# DIRECTIVE 1
Transcribe from the dlib mailing list post the part that begins with the words containing "In MITIE I can" and ends with "with --test <Word>.".
# DIRECTIVE 2
Write the next part of the mailing list post about CNN text classification with dlib, picking up after its last sentence.

# SUPPLIED PASSAGE
==============================

[Dclib-devel] CNN for Text Classification

SourceForge Headquarters 1320 Columbia Street Suite 310 San Diego, CA 92101 +1 (858) 422-6466

Hi dlib-users,

I guess this question is both related to MITIE and dlib: I would really
like to contribute an example for text classification with a CNN. I'm
working with the MNIST example code and I've got a few questions:

In MITIE I can use pretrained word embeddings from the english model
(total_word_feature_extractor.dat). E.g. the wordrep tool shows the
feature vector for a word with --test <Word>.

==============================

# INFORMATION SHOWN
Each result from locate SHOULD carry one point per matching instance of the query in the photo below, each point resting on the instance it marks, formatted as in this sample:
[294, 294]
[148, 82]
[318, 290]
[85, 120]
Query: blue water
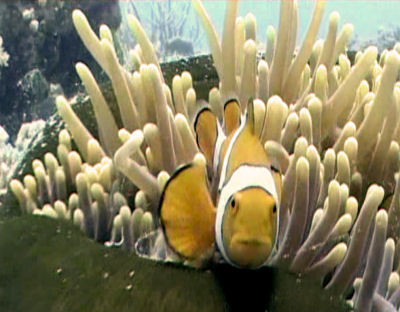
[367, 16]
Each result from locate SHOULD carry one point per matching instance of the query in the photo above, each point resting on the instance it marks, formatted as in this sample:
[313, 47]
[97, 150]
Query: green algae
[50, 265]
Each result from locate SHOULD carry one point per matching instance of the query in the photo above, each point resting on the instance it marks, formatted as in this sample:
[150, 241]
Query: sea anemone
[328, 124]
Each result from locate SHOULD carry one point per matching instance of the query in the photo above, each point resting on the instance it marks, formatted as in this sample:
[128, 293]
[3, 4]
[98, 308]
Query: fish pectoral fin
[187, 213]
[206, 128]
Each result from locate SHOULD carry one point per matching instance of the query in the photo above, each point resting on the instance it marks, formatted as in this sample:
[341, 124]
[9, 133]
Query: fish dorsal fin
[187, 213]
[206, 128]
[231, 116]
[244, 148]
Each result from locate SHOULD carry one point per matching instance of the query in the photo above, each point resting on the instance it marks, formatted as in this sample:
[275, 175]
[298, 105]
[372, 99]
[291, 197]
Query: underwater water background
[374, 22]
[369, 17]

==============================

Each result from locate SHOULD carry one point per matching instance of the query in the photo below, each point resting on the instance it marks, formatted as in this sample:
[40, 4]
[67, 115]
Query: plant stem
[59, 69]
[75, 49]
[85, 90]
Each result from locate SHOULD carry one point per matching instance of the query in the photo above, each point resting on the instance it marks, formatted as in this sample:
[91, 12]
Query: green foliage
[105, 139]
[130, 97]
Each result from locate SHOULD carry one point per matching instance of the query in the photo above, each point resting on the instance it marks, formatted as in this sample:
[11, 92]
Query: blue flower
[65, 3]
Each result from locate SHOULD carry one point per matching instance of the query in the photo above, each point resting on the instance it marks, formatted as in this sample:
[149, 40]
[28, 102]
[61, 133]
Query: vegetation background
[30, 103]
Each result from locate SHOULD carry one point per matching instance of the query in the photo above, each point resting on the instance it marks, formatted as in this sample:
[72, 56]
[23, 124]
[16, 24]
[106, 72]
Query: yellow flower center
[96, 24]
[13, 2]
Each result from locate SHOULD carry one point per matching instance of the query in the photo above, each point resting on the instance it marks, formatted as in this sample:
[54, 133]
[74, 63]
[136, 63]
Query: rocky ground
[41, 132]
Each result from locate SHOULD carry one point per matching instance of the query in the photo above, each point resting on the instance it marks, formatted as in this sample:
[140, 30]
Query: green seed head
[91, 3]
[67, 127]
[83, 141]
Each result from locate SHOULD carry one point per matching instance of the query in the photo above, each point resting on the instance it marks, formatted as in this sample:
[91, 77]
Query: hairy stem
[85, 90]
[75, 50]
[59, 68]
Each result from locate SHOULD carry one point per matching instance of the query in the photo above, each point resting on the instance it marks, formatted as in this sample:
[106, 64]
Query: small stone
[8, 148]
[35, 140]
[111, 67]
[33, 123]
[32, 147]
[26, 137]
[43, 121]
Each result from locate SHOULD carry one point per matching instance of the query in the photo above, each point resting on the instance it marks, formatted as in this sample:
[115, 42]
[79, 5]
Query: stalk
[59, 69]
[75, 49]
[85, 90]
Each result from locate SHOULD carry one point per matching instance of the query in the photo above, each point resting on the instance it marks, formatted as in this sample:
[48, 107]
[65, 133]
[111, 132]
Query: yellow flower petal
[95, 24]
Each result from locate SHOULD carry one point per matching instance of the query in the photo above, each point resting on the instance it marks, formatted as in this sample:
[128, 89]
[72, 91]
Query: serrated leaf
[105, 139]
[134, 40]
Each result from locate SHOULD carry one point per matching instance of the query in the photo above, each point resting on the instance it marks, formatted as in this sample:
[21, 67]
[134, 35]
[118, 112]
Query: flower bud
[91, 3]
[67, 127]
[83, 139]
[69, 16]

==============================

# FINAL ANSWER 1
In MITIE I can use pretrained word embeddings from the english model
(total_word_feature_extractor.dat). E.g. the wordrep tool shows the
feature vector for a word with --test <Word>.

# FINAL ANSWER 2
What is the correct way to the get a sentence representation? At the
moment I' using the following code:

matrix<float,0,1> sentence_matrix;

for (auto &word : sentence) {
  matrix<float,0,1> feats;
  fe.get_feature_vector(word,feats);

  join_rows(sentence_matrix, feats);
}
testing_set.emplace_back(sentence_matrix);
testing_labels.emplace_back(1);

Of course I have to pad the sentence, but would this code create a
correct sentence representation which I could later use to train the
network? The intention is to create a n x k representation for the
sentence (n = length of sentence, k is length of feature vector from
word embedding). For the concatenation of each word I found the
join_rows method, or should I use something else?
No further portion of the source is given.